(Stored dataset items)

════════

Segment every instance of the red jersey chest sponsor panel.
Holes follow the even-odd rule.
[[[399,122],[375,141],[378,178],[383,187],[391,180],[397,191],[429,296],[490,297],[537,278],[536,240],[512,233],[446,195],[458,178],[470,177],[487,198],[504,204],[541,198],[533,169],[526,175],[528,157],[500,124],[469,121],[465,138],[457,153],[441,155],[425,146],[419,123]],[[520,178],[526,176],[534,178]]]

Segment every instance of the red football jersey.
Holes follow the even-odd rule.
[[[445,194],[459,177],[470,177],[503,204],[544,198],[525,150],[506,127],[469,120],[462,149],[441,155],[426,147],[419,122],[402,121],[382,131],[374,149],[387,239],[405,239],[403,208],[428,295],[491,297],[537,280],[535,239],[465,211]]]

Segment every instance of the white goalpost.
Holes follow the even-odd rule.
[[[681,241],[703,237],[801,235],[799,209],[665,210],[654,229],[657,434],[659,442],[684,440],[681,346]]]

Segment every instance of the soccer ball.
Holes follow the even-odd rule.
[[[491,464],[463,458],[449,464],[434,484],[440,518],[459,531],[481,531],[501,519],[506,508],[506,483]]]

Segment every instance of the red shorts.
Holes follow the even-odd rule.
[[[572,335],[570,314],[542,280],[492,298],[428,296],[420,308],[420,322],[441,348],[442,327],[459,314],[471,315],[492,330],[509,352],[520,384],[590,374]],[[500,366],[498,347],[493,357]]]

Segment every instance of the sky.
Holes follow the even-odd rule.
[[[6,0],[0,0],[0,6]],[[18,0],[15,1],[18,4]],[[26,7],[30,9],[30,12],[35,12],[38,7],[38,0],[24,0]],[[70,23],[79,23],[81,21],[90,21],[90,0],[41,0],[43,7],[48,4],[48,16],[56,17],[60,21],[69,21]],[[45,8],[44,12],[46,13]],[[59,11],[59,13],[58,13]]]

════════

Work to complete -> Copy the material above back out, exactly as written.

Task output ->
Segment every instance of the red jersey chest sponsor panel.
Holes follow the even-odd rule.
[[[399,122],[375,141],[378,178],[383,187],[391,180],[397,191],[429,296],[490,297],[537,278],[536,240],[512,233],[446,195],[458,178],[470,177],[487,198],[504,204],[541,198],[533,169],[526,175],[528,157],[500,124],[469,121],[465,138],[457,153],[441,155],[425,146],[419,123]],[[520,178],[526,176],[534,178]]]

Segment every instance of the red football jersey.
Holes follow the even-odd rule.
[[[445,194],[459,177],[470,177],[503,204],[544,198],[525,150],[506,127],[469,120],[462,149],[441,155],[426,147],[419,122],[402,121],[382,131],[374,149],[387,239],[405,239],[403,208],[428,295],[491,297],[537,280],[535,239],[465,211]]]

Segment every instance of the white goalpost.
Holes follow the even-odd rule.
[[[681,241],[703,237],[801,235],[799,209],[665,210],[654,229],[657,434],[659,442],[684,440],[681,346]]]

Segment every instance of the soccer ball.
Holes follow the even-odd rule.
[[[491,464],[463,458],[449,464],[434,484],[440,518],[459,531],[481,531],[501,519],[506,508],[506,483]]]

Segment every instance of the red shorts.
Holes follow the even-odd rule.
[[[572,335],[570,314],[542,280],[492,298],[428,296],[420,308],[420,322],[441,348],[442,327],[459,314],[471,315],[492,330],[509,352],[520,384],[590,374]],[[500,366],[498,347],[493,357]]]

Segment every instance of the sky.
Holes follow the even-odd rule.
[[[6,0],[0,0],[0,6]],[[18,0],[15,1],[18,4]],[[26,7],[30,9],[30,12],[35,12],[38,7],[38,0],[24,0]],[[70,23],[79,23],[81,21],[90,21],[90,0],[41,0],[43,7],[48,4],[48,16],[56,17],[60,21],[69,21]],[[45,8],[44,12],[46,13]],[[59,11],[59,13],[58,13]]]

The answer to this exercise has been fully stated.